## start Document excerpt
Hi Folks,
R has known speed issues for recursive definitions.
There was a thread "Extremely slow recursion in R?" in
August 2006 (24 Aug, from Jason Liao), with some
interesting comparisons between programming languages.
I'm re-opening the topic, with an ulterior motive
(stated at the end).
The starting point was the question "How many distinct
increasing sequences of length n can be made from k
integers (1:k)?", i.e. what is the size of the sample
space of
sort(sample((1:k),n,replace=TRUE))
Let this number be Nnk(n,k). I aptly observed that
Nnk(1,k) = k
Nnk(n,k) = Nnk(n-1,k) + sum[r= 1 to k](Nnk(n-1,r))
So I slickly wrote a recursive definition:
Nnk<-function(n,k){
if(n==1) {return(k)} else {
R<-0;
for(r in (1:k)) R<-(R+Nnk(n-1,k-r+1,depth))
}
return(R)
}
I then ran a few test cases, to check timing etc.:
Nnk(21, 7) 34 seconds
Nnk(21, 8) 120 seconds
Nnk(21, 9) 384 seconds
Nnk(21,10) 1141 seconds
I then complacently set it to work out the number I happened
to really want:
Nnk(21,20)
24 hours later, no result; and an extra "test line" (not
shown above) at the start of the function had prodced no
output, so the function had not even returned to the top
level for the first time.
Then, with heavy thunderstorms rolling in, and my mains
power beginning to flicker, I closed down the computer.
A quick extrapolation based on the above results, and a
few others, suggested that the time for completion of
Nnk(21,20) would be about 2 years.
Then I thought about it.
The recursion relation in fact shows that Nnk(n,k) is
the maximum value in cumsum(Nnk(n,r)) over r = 1:k.
Hence (for n>=1 and r>=1):
Nnk<-function(n,k){
K<-rep(1,k)
for(i in (1:n)){
K<-cumsum(K)
}
return(max(K))
}
This definition then gave me, in so brief a blink of the
eye that I could make no estimate of it, the result:
Nnk(21,20) = 131282408400
In fact, I had to go up to things like
Nnk(1000,200) = 3.335367e+232
before I could sensibly perceive the delay (about 0.5 seconds
in this case).
On the old recursive definition, the computation might have
outlasted the Universe.
ON THAT BASIS: I hereby claim the all-time record for inefficient
programming in R.
Challengers are invited to strut their stuff ...
Best wishes to all, and happy end of week,
Ted.
--------------------------------------------------------------------
E-Mail: (Ted Harding) <ted.harding at nessie.mcc.ac.uk>
Fax-to-email: +44 (0)870 094 0861
Date: 06-Jul-07 Time: 17:53:55
------------------------------ XFMail ------------------------------
Recursion in R ...
## end Document excerpt
* [Goal 1] In the entries below, how many lines contain the string "white", with case counting? Reply with the number only.
## start Records shown
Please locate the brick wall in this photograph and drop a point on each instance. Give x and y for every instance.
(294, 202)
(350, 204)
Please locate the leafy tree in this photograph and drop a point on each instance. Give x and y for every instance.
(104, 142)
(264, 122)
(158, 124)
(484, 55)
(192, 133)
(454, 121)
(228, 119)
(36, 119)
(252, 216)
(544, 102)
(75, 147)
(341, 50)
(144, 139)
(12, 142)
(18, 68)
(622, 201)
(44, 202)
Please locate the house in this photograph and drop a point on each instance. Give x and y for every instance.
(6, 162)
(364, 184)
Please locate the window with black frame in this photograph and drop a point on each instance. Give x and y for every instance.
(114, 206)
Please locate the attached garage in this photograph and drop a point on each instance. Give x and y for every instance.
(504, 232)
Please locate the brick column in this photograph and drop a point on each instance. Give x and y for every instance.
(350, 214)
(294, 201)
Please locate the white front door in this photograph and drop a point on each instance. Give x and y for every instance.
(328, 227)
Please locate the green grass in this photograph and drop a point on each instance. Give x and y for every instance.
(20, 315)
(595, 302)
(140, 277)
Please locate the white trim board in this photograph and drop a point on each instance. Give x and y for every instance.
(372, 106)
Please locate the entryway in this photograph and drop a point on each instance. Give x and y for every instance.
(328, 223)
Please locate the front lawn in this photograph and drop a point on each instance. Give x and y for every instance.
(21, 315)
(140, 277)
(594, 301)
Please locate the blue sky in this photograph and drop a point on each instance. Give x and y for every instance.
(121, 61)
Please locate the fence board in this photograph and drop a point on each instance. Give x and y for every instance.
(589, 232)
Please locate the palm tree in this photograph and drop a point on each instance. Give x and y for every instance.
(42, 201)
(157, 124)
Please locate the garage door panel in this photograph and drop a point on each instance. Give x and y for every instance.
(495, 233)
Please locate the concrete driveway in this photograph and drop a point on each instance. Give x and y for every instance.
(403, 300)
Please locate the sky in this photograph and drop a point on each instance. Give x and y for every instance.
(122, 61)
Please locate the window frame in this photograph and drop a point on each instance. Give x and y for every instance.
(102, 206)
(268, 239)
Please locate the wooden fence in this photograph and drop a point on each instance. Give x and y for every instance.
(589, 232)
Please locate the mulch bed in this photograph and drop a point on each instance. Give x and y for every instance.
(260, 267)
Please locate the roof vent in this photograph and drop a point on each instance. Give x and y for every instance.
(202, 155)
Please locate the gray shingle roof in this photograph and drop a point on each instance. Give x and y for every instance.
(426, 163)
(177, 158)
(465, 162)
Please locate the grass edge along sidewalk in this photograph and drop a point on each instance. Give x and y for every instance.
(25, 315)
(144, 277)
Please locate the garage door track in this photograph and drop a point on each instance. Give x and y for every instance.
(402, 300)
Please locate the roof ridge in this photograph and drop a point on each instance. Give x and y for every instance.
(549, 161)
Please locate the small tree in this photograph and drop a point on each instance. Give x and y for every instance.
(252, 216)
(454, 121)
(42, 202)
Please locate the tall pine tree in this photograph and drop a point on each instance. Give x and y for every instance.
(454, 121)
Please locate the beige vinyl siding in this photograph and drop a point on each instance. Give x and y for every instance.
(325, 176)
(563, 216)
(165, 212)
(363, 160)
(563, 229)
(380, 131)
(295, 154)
## end Records shown
* [Goal 2] In the post about recursion in R, what result did the cumsum-based definition give for Nnk(21,20)?

* [Full answer 1] 2

* [Full answer 2] 131282408400